Supplied information >>
____

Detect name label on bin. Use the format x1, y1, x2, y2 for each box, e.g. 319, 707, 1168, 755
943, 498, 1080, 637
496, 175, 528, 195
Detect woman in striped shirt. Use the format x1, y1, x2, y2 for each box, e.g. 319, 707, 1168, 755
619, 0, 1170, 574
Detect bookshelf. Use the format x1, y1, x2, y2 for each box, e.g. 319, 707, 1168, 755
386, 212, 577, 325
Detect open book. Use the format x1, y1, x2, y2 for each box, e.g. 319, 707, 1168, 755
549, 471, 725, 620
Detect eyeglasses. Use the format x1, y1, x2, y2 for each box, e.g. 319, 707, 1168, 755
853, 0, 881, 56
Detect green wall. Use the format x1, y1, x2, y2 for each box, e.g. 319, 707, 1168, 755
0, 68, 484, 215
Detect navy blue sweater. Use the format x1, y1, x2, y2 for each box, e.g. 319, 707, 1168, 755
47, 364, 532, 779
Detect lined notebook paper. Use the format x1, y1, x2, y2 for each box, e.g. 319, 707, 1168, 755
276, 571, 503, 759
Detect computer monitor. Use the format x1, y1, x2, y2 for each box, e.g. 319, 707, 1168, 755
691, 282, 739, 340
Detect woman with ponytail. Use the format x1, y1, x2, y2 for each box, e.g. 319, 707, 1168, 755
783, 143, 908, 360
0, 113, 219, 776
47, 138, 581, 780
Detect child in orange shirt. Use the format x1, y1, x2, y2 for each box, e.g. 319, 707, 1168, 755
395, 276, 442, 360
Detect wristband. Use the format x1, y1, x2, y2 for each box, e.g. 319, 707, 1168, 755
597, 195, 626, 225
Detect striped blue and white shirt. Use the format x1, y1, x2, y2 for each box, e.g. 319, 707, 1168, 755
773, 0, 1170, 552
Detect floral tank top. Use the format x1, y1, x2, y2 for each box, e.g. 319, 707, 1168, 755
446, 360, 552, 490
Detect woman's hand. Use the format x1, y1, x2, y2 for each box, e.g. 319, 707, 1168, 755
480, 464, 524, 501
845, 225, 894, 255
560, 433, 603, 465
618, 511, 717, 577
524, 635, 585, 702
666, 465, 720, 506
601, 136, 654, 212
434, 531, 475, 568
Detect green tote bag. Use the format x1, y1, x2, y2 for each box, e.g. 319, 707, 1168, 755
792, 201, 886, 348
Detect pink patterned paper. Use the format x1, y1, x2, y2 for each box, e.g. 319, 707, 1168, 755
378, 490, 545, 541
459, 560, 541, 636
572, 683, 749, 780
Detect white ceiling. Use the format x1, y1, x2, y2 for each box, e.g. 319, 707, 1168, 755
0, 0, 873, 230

____

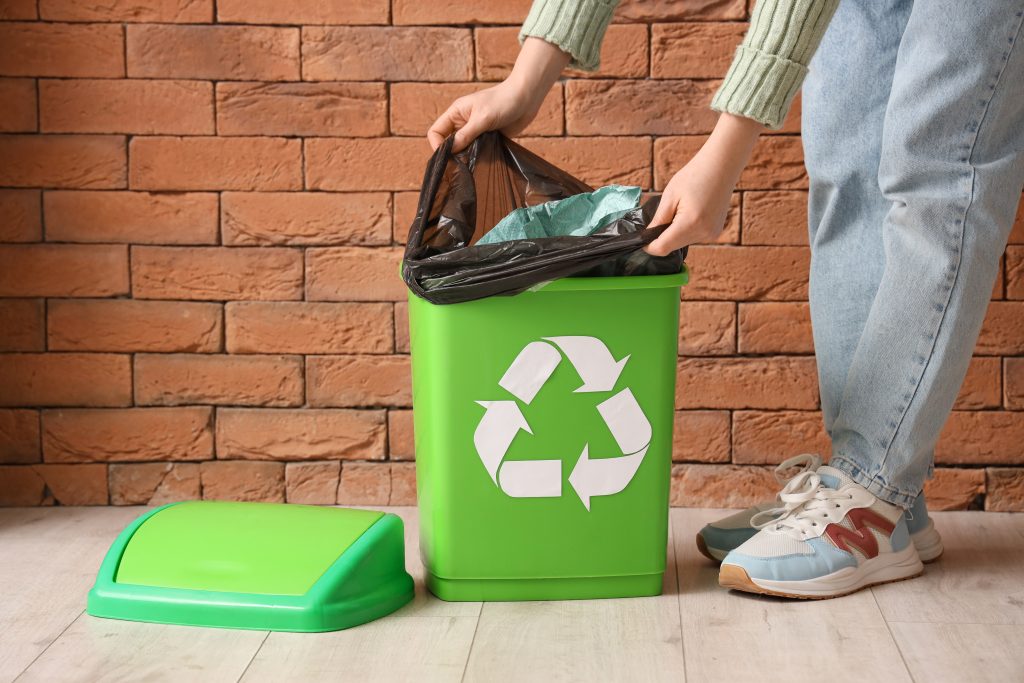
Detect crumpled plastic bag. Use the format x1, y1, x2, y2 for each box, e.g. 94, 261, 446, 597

____

Exercise objective >> Reproduce the records above character for character, from the line with "Detect eyeglasses. Use" up to and including the line with "446, 360, 552, 490".

Task response >>
Detect eyeglasses. Use the format x1, y1, x2, y2 for each box, e.g. 319, 707, 1168, 755
853, 0, 881, 56
Detect green wall. Use the format x1, y1, x2, y2 for each box, e.g. 319, 707, 1168, 755
0, 68, 484, 215
Detect navy blue sweater. Use the format x1, y1, x2, y2 for each box, e.g. 319, 707, 1168, 755
47, 364, 532, 779
Detect lined notebook paper. Use the format x1, y1, x2, y2 for each box, e.g. 319, 707, 1168, 755
276, 571, 503, 759
Detect computer monitor. Use the format x1, y1, x2, y2 for each box, e.g. 319, 707, 1168, 755
691, 282, 739, 340
Detect woman with ponytail. Use the format x1, y1, x2, y2 for each box, e.g. 319, 707, 1168, 755
783, 143, 908, 360
0, 113, 219, 776
47, 138, 581, 780
Detect child in orange shirt. Use the format x1, y1, x2, y2 for each box, e.g. 319, 707, 1168, 755
395, 276, 442, 360
Detect wristband. Use the format x1, y1, x2, y2 for each box, e.g. 319, 707, 1168, 755
597, 195, 626, 225
Detect striped blue and white shirt. Use the format x1, y1, x2, y2 for each box, e.g. 319, 707, 1168, 755
773, 0, 1170, 552
Detect floral tank top. Use the format x1, y1, x2, y2 for each box, e.g. 319, 707, 1168, 755
446, 360, 552, 490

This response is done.